[Records excerpted from a collection]
--- --- ---
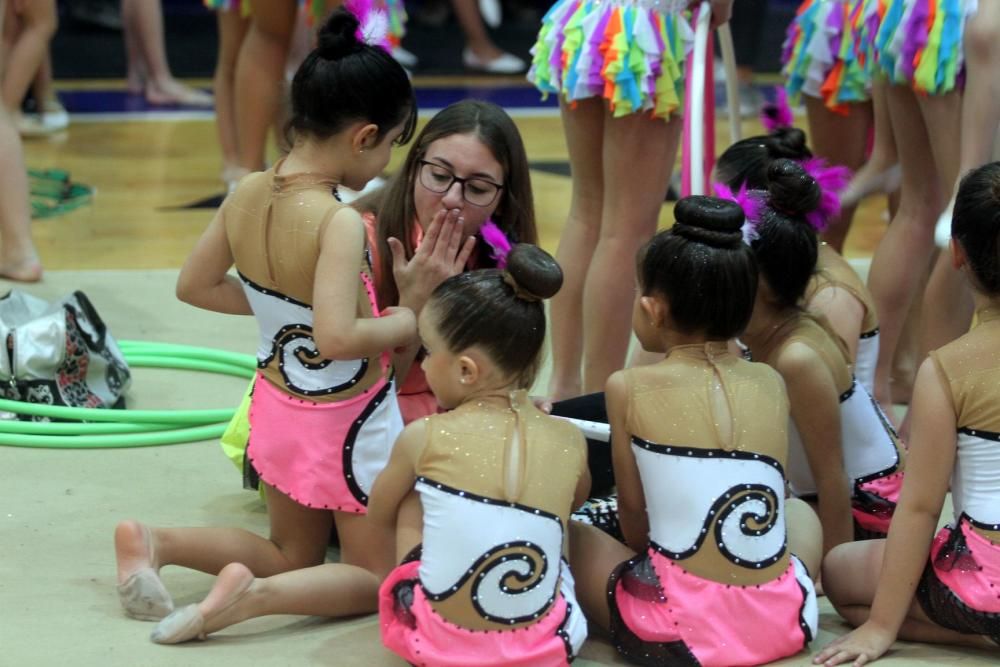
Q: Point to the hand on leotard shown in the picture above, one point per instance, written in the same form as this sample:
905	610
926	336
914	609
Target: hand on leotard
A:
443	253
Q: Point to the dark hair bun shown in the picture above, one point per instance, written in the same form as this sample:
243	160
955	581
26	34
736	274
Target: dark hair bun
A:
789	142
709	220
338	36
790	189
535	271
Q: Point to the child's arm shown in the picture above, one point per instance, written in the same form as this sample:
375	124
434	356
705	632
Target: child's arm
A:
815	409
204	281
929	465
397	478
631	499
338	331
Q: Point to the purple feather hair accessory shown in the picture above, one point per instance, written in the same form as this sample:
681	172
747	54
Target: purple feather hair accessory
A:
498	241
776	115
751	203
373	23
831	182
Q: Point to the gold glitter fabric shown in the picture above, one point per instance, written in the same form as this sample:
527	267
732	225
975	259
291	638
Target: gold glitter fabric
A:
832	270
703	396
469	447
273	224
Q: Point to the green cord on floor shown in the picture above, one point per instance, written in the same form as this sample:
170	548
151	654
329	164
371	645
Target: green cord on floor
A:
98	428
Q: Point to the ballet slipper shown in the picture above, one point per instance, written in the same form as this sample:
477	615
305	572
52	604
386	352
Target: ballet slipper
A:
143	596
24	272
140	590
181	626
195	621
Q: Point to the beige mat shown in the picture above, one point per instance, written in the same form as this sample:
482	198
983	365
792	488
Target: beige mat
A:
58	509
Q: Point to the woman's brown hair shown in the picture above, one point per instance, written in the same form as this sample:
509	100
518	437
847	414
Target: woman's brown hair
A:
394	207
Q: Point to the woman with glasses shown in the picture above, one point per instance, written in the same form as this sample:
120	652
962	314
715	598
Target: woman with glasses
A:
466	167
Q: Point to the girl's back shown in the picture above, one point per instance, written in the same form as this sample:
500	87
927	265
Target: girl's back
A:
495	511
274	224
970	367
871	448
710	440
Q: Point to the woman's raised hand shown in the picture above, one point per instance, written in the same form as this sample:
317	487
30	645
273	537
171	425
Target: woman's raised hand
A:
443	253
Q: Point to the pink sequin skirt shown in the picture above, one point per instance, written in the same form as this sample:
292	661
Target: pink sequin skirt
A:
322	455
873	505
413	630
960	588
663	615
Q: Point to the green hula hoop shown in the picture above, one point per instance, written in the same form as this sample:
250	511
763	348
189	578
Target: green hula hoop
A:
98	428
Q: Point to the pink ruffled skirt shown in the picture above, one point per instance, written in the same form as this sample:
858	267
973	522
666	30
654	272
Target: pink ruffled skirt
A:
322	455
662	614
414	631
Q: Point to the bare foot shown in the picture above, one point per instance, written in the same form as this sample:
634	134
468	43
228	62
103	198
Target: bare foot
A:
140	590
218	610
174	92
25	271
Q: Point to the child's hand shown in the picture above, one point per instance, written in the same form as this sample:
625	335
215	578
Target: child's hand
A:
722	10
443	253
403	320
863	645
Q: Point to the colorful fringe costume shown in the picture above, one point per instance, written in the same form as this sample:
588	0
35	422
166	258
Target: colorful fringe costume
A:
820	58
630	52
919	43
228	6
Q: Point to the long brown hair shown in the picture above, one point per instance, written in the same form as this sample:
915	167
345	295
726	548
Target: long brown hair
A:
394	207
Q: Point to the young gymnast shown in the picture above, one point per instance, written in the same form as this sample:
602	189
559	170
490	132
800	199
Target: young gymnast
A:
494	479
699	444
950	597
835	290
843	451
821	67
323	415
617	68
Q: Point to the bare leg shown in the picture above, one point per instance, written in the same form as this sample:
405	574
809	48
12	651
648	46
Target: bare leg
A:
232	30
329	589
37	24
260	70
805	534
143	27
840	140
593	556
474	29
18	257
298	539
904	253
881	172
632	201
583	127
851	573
--- --- ---
About this task>
Restate the data above word for word. Do not include the images.

Result of the task>
Q: Point to the hand on leotard shown in the picture above, one point per instance, written in the same form as this sample:
905	610
926	336
914	609
Target: hand on leotard
A:
443	253
Q: Point to the dark hair bun shown in the picture above, one point per instance, written in the same form as this sample:
243	160
955	581
26	34
736	274
Target: dark hair bun
A:
789	142
709	220
338	36
790	189
535	271
Q: Point to the child's arm shown in the picture above, one point per instance, written in the same form as this sample:
375	124
434	356
705	632
Target: child's arm
A:
815	409
204	281
929	465
397	478
631	499
338	331
Q: Point to the purple feather hair accessory shown in the picture above, one point per instance, written in the same form as this sample:
681	172
747	54
Target: purple feather hair accessory
A:
498	241
776	115
751	203
373	23
831	182
Q: Point to the gold glitter fabric shown in the picture above, one point per instance, written in the same form as this sample:
527	267
732	225
975	259
291	638
Target: gold glitter fabric
A:
832	270
703	396
469	447
273	224
Q: Point to the green cord on floor shown in the picture above, one point per instance, written in the same form as this sample:
170	548
151	654
329	164
371	645
Target: green cord on floor
A:
98	428
Q: Point to the ballet slipper shown in the picture above, one point per instance, written in the same form as this sample:
477	615
305	572
52	604
386	352
Target: ballet slipper
A:
143	596
24	272
140	590
181	626
195	621
Q: Point to the beige mat shown in the picture above, one point per instance, written in the same form as this sample:
482	198
983	365
792	488
Target: beige mat
A:
58	509
Q: Point to the woman's brown hair shown in the picture above, one point per instance, written in the same form as this sample:
509	100
518	437
847	414
Target: woman's brown hair
A:
394	207
Q: Point to the woman with glasses shown in the picture above, one point per instance, written in the same form as this sample:
120	652
962	314
715	598
Target: woman with glasses
A:
466	167
Q: Point to the girl's back shown in the picture above, one point per instance, written in the same form as this sample:
500	87
927	265
Target: girl's back
A:
495	511
274	224
970	367
871	448
710	440
Q: Point to the woman's raised hand shown in the picture above, one point per instance, written in the same form as this sample:
317	487
30	645
273	537
171	425
Target: woman's raised hand
A:
443	253
Q: Point to the pink sequin skirt shown in the picture above, one point per instance, written in the same form as this sample:
292	661
Target: pink sequin skirt
A:
322	455
873	505
413	630
960	588
663	615
Q: Point to the green hula hoop shown in the picture above, one point per instance, written in the same form as this sample:
250	511
763	348
189	578
Target: green hula hoop
A:
98	428
Q: Point to the pink ruffled skirt shown in the picture above, one point per instance, written in the same form as this sample:
858	267
973	522
666	30
654	272
Target: pink ruffled skirt
A:
322	455
662	614
414	631
Q: Point to the bare foot shown in the picture above, one point per instance, written in the same form as this sample:
634	134
468	43
228	62
103	198
Target: bare foot
A:
140	590
218	610
174	92
25	271
Q: Point to the child's hand shown in the picture above, one point per instance, written in the same form as this sample:
625	335
215	578
Target: child's hand
A:
722	10
443	253
403	320
863	645
Q: Point to the colorful fringe costume shown in the picture above, one point per instance, written in the same form as this sample:
588	0
35	422
166	258
Target: colorful fringe costume
A:
820	58
630	52
919	43
228	6
Q: Point to the long brown hair shown in the picture above, one point per instance, written in the same form as this sample:
915	167
345	295
726	548
Target: long brown hair
A:
394	207
Q: Point to the young gymnast shown in the picture above, one point per instance, written in the same form as this sample:
602	189
559	170
490	132
800	199
Target: young gymnast
A:
494	479
699	444
950	597
835	290
843	451
821	67
323	415
617	68
Q: Point to the bare leg shown in the picture above, one point per instance, written in the same form as this sample:
405	574
809	48
12	651
648	46
Target: bare leg
A:
232	30
329	589
37	24
260	70
805	534
143	27
840	140
593	556
474	29
18	257
298	539
904	253
881	172
632	201
583	127
851	573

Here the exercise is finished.